↓↓↓
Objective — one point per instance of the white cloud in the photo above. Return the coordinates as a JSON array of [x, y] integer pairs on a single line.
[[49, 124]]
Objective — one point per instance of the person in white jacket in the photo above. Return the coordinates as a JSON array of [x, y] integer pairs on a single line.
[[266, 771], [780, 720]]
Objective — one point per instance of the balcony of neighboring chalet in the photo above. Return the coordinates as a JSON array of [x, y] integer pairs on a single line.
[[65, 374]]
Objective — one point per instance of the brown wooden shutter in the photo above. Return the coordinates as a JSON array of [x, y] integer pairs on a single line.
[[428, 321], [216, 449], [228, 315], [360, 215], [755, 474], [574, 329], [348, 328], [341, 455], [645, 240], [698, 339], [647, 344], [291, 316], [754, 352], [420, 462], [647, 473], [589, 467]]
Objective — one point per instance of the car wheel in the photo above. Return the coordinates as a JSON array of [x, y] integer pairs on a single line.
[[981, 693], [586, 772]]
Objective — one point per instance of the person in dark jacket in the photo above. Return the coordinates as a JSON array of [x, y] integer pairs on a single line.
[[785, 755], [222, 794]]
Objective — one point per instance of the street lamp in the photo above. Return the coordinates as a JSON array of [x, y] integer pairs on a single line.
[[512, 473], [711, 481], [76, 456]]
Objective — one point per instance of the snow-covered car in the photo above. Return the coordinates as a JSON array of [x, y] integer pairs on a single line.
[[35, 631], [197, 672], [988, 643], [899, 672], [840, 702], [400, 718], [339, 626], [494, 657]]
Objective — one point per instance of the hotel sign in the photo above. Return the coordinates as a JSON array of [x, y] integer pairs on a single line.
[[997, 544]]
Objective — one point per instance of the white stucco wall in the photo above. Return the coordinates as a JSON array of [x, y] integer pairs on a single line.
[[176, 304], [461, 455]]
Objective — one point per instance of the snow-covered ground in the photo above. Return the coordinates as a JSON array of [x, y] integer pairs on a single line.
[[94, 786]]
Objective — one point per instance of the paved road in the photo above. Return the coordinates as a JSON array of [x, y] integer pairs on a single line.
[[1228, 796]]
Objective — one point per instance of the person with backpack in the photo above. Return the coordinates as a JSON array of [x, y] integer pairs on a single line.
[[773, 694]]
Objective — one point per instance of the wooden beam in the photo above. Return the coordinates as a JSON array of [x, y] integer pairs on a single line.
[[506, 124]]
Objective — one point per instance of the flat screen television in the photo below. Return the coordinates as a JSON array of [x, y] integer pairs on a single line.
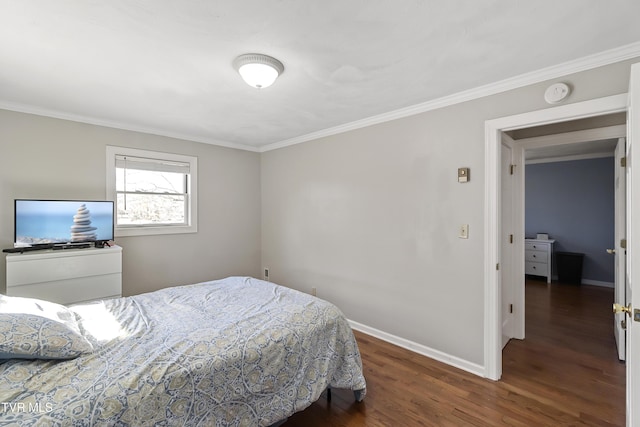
[[46, 222]]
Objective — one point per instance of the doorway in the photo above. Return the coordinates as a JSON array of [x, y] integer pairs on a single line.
[[493, 140]]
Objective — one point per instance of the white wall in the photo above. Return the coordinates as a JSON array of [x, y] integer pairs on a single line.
[[370, 217], [57, 159]]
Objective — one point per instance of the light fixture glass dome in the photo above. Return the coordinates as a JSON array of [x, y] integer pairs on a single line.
[[258, 70]]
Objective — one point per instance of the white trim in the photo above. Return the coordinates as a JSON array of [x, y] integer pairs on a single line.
[[46, 112], [600, 59], [493, 131], [112, 151], [583, 64], [597, 134], [569, 158], [440, 356]]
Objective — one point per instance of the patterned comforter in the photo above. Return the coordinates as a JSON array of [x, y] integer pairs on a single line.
[[237, 351]]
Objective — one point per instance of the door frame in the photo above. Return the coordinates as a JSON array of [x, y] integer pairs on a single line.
[[493, 132]]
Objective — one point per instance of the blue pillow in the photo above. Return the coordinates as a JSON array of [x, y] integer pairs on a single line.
[[36, 329]]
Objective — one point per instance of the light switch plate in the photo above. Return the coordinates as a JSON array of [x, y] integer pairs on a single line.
[[464, 231], [463, 174]]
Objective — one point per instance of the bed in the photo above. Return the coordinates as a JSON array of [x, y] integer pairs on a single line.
[[233, 352]]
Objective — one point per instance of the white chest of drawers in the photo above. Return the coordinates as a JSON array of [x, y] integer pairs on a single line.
[[66, 276], [538, 255]]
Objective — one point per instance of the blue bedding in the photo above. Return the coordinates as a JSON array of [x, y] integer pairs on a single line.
[[238, 352]]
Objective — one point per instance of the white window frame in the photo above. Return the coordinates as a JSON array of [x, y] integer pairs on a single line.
[[147, 230]]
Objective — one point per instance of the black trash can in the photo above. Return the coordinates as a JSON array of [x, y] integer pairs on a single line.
[[569, 267]]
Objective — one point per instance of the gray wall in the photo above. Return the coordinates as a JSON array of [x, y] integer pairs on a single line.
[[58, 159], [370, 217], [573, 202]]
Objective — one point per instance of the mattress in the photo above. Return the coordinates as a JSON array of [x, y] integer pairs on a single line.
[[238, 351]]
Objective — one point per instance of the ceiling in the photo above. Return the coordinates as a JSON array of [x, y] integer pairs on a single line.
[[165, 66]]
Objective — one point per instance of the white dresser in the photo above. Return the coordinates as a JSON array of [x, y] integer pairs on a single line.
[[66, 276], [538, 255]]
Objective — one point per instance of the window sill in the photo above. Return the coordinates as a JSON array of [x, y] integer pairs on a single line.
[[150, 230]]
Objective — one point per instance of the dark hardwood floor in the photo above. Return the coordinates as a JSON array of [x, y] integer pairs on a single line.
[[565, 373]]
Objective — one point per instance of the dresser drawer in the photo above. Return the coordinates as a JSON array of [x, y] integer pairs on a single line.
[[536, 256], [536, 268], [536, 246]]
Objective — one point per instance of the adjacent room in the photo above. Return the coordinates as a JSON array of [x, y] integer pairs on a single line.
[[280, 213]]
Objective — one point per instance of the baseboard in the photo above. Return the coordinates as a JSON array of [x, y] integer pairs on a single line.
[[591, 282], [598, 283], [420, 349]]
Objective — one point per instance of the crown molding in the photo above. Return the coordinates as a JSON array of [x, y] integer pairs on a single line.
[[30, 109], [611, 56]]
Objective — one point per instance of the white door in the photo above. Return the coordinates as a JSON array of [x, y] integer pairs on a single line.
[[506, 237], [633, 251], [620, 252]]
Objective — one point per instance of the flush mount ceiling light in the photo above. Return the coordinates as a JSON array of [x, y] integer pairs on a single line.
[[258, 70]]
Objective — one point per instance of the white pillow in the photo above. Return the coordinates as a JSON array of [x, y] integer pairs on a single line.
[[36, 329]]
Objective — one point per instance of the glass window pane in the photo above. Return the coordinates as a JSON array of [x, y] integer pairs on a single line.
[[151, 209], [150, 181]]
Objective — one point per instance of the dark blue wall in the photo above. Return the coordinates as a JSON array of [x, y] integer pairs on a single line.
[[573, 202]]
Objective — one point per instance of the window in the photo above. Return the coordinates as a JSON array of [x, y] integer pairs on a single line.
[[154, 193]]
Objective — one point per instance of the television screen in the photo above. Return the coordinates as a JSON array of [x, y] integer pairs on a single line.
[[62, 221]]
↑↑↑
EXERCISE INSTRUCTIONS:
Please print everything in the material exactly, apart from the pictures.

COMPLETED TASK:
Objective — one point per instance of the white cloud in the photo above. Return the coordinates as a JSON array of [x, y] integer pairs on a single line.
[[49, 124]]
Objective — one point per instance of the person in white jacket in the photo above. Return the coordinates as a JSON array of [x, y] integer pairs on a single line.
[[266, 771], [780, 720]]
Objective — one point per instance of the balcony of neighboring chalet in the photo above. Return the coordinates as a JSON array of [x, y] integer pairs on a single line.
[[65, 374]]
Objective — one point per instance of the brown wooden shutter in the photo above. Return the coordinates as a JSON array of [x, y] integer pairs on a single line.
[[428, 321], [216, 449], [228, 315], [360, 215], [755, 474], [574, 329], [348, 328], [341, 455], [645, 240], [698, 339], [647, 344], [291, 316], [754, 352], [420, 462], [647, 473], [589, 467]]
Objective — one point per instance of the car wheel in the photo above. Return the coordinates as a JSON array of [x, y] integer pairs on a single line.
[[981, 693], [586, 772]]
Objective — one point per instance of the person in dark jacket in the photo above. Return the coordinates as a JSON array of [x, y] integer pairs on a single line.
[[785, 755], [222, 794]]
Objective — one point per instance of the street lamp in the photo above. Return the coordinates as a JSON array of [x, y] integer pairs on a single line.
[[512, 473], [711, 481], [76, 456]]
Objective — one point per instance of the snow-covered car in the photo above. Return the coordinates as a JSON array of [x, y] integer pairs on a single line.
[[35, 631], [197, 672], [988, 643], [899, 672], [840, 702], [400, 718], [339, 626], [494, 657]]
Objective — one point per instance of the hotel sign in the photo above. Return the coordinates as a JSON array of [x, y] integer pairs on a single line.
[[997, 544]]
Objective — one point per instance of the white stucco wall in the photo above. Return the coordinates as a JSON array of [x, y] integer pairs on a single line.
[[176, 304], [461, 455]]
Objective — one point per instance of the snow-covered ground in the photo above. Return the coordinates as a JSON array of [x, y] integer pairs on a single line.
[[94, 786]]
Objective — one point per instance of the paved road in the photo above. Return the coordinates as a JSON array of [x, y] integer pairs on a single line.
[[1228, 796]]
Objective — one point per instance of the person with backpack in the photo above. Return the coordinates as a JSON array of [x, y] integer pairs on a single line.
[[773, 694]]
Objective — one point per instance of the wooden beam in the photo above. Return the coordinates as a JSON array of [x, y] integer pairs on a single line.
[[506, 124]]
Objective — one point per instance of the flat screen television in the photo below. Return the coordinates as a JSON array of [x, y] integer pairs on a single line.
[[46, 222]]
Objective — one point per instance of the doorway in the photo above. Return the coordinates as a JSON array of [x, y] integer pairs on a single line.
[[493, 140]]
Objective — one point per instance of the white wall in the photo above. Return the coordinates as a JSON array of [x, y] integer pairs on a single line.
[[370, 217], [57, 159]]
Objective — one point per instance of the light fixture glass dome in the photo above. Return the coordinates as a JSON array of [x, y] integer pairs on a single line.
[[258, 70]]
Objective — one point per instance of the white trim in the photo above. Return the coordinates as a JSON array of [x, y] integer pairs on a single line.
[[46, 112], [600, 59], [493, 131], [112, 151], [583, 64], [597, 134], [569, 158], [440, 356]]
Objective — one point per instance of the patterned comforter in the photo above. Return the coordinates as a JSON array of [x, y] integer pairs on a single line.
[[237, 351]]
Objective — one point per instance of the door frame in the photo above. Return the coordinates as a JSON array of [x, y] integer pairs on a single line.
[[493, 132]]
Objective — one point per instance of the blue pillow in the photo above. Return the coordinates as a JSON array of [x, y] integer pairs on a single line.
[[36, 329]]
Objective — one point per instance of the light switch plate in the photo above. Return the coordinates as a JSON array of [x, y] integer pairs on a single line.
[[464, 231], [463, 174]]
Objective — one point per instance of the bed in the photo above. Return the coordinates as a JSON array of [x, y] integer pairs on a single line.
[[233, 352]]
Objective — one point per instance of the white chest of drawers in the photo above. Return the coordinates as a JSON array of [x, y] integer pairs on a single line.
[[66, 276], [538, 255]]
Objective — one point per instance of the blue bedding in the photo above. Return the coordinates as a JSON array of [x, y] integer pairs on a single line.
[[238, 352]]
Objective — one point per instance of the white window frame in the photo above. Return the coordinates as a JSON array of [x, y] integer pairs on a single line.
[[147, 230]]
Objective — one point per instance of the black trash can in the photo above. Return the coordinates as a JSON array of [x, y] integer pairs on a single line.
[[569, 267]]
Objective — one point per instance of the gray wall in the photo above. Return the coordinates as a JSON array of [x, y] integer pairs on a single line.
[[58, 159], [370, 217], [573, 202]]
Objective — one point per instance of the mattress in the photo above. Return the coordinates as a JSON array of [x, y] integer pairs on a single line.
[[238, 351]]
Objective — one point per instance of the ceiling in the photo above. Return the coordinates as a JSON array of [x, y] integer pairs on a single line.
[[165, 66]]
Objective — one point per instance of the white dresser in the photo above. Return the coordinates as a JSON array of [x, y] integer pairs on a single line.
[[66, 276], [538, 255]]
Objective — one point per instance of the window sill in the photo above. Return the coordinates as a JSON array of [x, y] integer pairs on a single line.
[[150, 230]]
Objective — one point per instance of the dark hardwood floor in the photo above. Return the coordinates as a JSON array of [x, y] integer pairs on a single line.
[[565, 373]]
Objective — one point per instance of the dresser drawer in the photo above. Return the coordinates as a JSON array of [x, y] integer pairs on a single line.
[[536, 256], [536, 268], [536, 246]]
Objective — one point per instance of the adjacent room in the photo above. Return the coordinates as a JSON array of [x, y] integer pairs on a single line.
[[280, 213]]
Objective — one point per instance of the baseboard in the photo above. Return the coordinates as a JSON array of [x, y] integer pairs on a single line.
[[591, 282], [598, 283], [420, 349]]
Objective — one point per instance of the crown molding in the photo above. Return the coordinates as a JSON array of [x, y] integer pairs on a single line.
[[30, 109], [611, 56]]
Objective — one point per instance of the white door in the photo above. Return the coordinates as a JSON array of [x, y] integer pairs on a single line.
[[506, 237], [633, 251], [620, 252]]
Objective — one point per instance of the flush mount ceiling light in the photo above. Return the coordinates as a JSON array of [x, y] integer pairs on a single line.
[[258, 70]]
Objective — one point per instance of the white pillow in the photo above. Return the coordinates as a JSON array of [x, y] integer pairs on a single line.
[[36, 329]]
Objective — one point per instance of the glass window pane in the photo above. Return the coordinates as a JSON array of [x, y] integer pairs on a single line.
[[151, 209], [150, 181]]
Objective — one point per instance of the dark blue wall in the photo above. Return the coordinates as a JSON array of [x, y] integer pairs on a single line.
[[573, 202]]
Objective — one point per instance of the window in the photo above. Return the coordinates as a JSON array of [x, y] integer pairs on a single line.
[[154, 193]]
Objective — one point per instance of the television screen in the photo above. Return the coordinates as a JSON array of [x, y] integer pairs on a single line.
[[62, 221]]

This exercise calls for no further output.